- [What is needed]:
Please write out every entry below exactly, leaving out any pictures.

━━━ Exercise material

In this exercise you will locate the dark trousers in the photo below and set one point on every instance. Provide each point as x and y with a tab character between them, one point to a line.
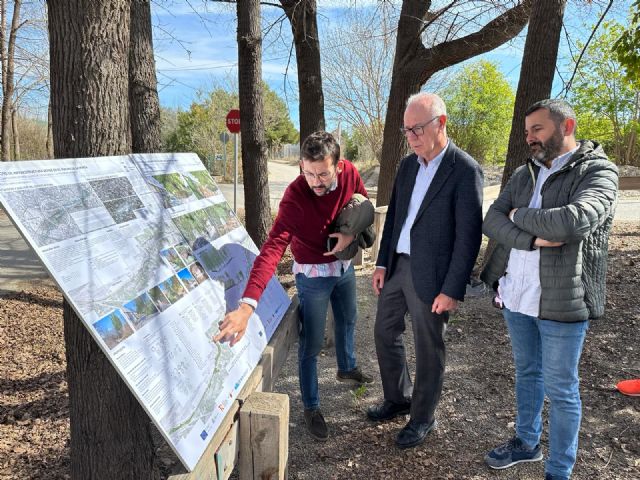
398	297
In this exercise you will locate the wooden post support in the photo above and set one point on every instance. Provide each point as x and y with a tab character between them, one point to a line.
379	217
264	437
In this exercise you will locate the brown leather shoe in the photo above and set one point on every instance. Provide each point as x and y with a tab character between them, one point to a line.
316	425
414	433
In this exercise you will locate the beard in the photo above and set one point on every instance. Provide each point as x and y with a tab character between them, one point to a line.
547	151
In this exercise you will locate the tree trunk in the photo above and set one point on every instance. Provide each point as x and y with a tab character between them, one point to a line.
304	24
49	141
89	42
143	86
414	65
536	75
254	147
8	67
15	134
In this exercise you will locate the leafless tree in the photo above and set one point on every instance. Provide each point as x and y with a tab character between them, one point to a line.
254	146
428	41
110	432
357	73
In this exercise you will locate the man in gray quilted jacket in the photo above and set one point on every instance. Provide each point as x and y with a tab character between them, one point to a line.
551	223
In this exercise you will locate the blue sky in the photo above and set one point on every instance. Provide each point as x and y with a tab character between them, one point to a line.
196	49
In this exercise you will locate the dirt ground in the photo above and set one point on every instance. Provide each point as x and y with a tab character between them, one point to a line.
475	413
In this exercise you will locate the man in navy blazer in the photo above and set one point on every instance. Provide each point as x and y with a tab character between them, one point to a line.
429	245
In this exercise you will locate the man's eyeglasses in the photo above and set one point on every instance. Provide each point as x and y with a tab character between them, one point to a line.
323	176
417	130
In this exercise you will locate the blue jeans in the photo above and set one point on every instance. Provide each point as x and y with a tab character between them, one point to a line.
546	355
314	295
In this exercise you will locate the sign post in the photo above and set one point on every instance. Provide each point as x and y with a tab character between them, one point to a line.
233	125
224	138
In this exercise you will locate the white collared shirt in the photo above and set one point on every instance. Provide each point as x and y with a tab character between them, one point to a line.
520	287
425	175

━━━━━━

- [Response]:
In this exercise you will locate the dark trousers in the photo below and set one point on every instance. Provide each point as x and y with a tab character between them, one point to a line.
398	297
In this exercise you will locate the wooden post support in the photo above and set one point on every instance. Provide each point as x and y with a tab character between them, one point to a line.
379	217
264	437
In this exercise you will locate the brown leather shoe in the photo above and set one point on every instance. Provide each point as x and y with a tab character between them, one point to a line.
316	425
414	433
In this exercise you will locate the beard in the photo above and set one point on every instance. Provide each point as x and y with a tab character between them, one point to a line.
547	151
In this exercise you will locate the tree trunk in the photo above and set one point on every instance. Provide each point as x and y with a tab character between them, one point to a line.
304	24
49	141
89	42
143	86
414	65
536	75
254	147
8	67
15	134
In this exercise you will locate the leafless tree in the photo above and set one point on every instance. Provide each point as x and y with a tab character between them, one point to a line.
254	146
428	41
110	432
357	73
In this exercise you will locate the man in gray quilted jacket in the photo above and set one point on every instance. Provide each point as x and y with a tab character between them, one point to a line.
551	223
In this exercise you will locate the blue sky in the photo above and set one point on every instance. Provide each point as x and y with a tab character between them, one point to a line.
196	49
In this exercise you will locate the dirt ground in the photo above and set one point on every instance. Provide each point as x and y with a tab character between them, one point to a line.
475	413
In this exercise you will locate the man in navy blazer in the photo above and set one point on every instance. Provide each point as x and y with a tab character between them, one point to a line.
429	245
In this exercise you will locate the man's eyeglasses in the photo above and set one point on every instance. Provide each point as x and y with a tab character between them, one point to a line.
323	176
417	130
In this exercise you will locate the blue jeans in the photo above and set one point on every instance. Provide each point as x and y with a tab character between them, one point to a line.
546	355
314	295
In this exercise you will locate the sign post in the photo above and set one point on every instance. Provide each point as x and y with a tab character between them, one point to a line.
233	125
224	138
In this exercise you will locate the white collared shirt in the photo above and set one point on every instance. Provide each point as x and y with a tab character between them, one point to a line.
520	287
425	175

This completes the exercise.